(Extracted text begins)
Two Americans Die In Iraq Violence
Insurgent attacks killed an American soldier near Baghdad and a British trooper in the south Sunday, as U.S. forces sealed off a house in the northern city of Mosul where eight suspected al Qaeda members died in a gunfight — some by their hand to avoid capture.
In Washington, a U.S. counterterrorism official said the identities of the suspected al Qaeda members was unknown. Asked if they could include terror leader Abu Musab al-Zarqawi, the official replied: "There are efforts under way to determine if he was killed.
The official said spoke on condition of anonymity because of the sensitivity of the information.
The U.S. soldier killed near the capital was assigned to the Army's Task Force Baghdad and was hit by small arms fire, the military said. The Marine, assigned to Regimental Combat Team 8, 2nd Marine Division, died of wounds suffered the day before in Karmah, a village outside Fallujah to the west of the capital.
Their deaths brought to at least 2,093 the number of U.S. service members who have died since the war began in March 2003, according to an Associated Press count.
(Extracted text ends)
## Work order A:
In the Iraq violence article, in what month and year did the war begin?
## Work order B:
Reproduce a passage from the Iraq violence article, beginning with the words "In Washington, a" and stopping after the words "of the information.".
(Extracted records begins)
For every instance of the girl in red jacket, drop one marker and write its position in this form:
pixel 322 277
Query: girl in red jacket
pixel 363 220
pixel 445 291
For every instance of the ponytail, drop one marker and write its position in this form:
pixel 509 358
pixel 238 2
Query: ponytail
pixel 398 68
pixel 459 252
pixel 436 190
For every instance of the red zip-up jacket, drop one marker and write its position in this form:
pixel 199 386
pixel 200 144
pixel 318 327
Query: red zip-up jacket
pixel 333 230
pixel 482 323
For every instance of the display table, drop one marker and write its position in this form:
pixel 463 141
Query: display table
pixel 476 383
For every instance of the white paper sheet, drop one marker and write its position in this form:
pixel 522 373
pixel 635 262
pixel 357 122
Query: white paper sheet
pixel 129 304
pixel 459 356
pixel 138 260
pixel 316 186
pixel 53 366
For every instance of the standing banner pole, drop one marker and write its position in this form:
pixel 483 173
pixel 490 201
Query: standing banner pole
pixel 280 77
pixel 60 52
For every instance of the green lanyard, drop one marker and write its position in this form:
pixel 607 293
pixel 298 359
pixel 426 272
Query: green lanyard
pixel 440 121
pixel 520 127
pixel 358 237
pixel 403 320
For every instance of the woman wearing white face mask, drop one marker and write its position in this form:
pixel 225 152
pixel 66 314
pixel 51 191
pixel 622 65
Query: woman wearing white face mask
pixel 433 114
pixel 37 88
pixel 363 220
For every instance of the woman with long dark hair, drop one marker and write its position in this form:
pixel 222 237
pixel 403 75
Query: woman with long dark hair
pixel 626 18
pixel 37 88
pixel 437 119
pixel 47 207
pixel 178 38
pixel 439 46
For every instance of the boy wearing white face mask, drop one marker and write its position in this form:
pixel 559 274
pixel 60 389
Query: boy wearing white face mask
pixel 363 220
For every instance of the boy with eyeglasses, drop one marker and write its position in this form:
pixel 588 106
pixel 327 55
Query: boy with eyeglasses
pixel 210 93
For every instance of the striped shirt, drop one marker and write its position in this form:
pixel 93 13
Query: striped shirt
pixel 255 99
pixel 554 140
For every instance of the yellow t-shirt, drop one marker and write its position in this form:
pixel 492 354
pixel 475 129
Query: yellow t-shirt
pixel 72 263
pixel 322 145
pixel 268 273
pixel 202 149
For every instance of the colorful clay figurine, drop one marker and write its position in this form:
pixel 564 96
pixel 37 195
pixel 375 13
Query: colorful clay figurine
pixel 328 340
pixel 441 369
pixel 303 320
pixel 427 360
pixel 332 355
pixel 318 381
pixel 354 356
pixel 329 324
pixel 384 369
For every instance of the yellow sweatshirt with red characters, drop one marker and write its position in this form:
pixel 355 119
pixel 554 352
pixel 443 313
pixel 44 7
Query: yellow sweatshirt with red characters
(Extracted records ends)
## Your solution A:
March 2003

## Your solution B:
In Washington, a U.S. counterterrorism official said the identities of the suspected al Qaeda members was unknown. Asked if they could include terror leader Abu Musab al-Zarqawi, the official replied: "There are efforts under way to determine if he was killed.
The official said spoke on condition of anonymity because of the sensitivity of the information.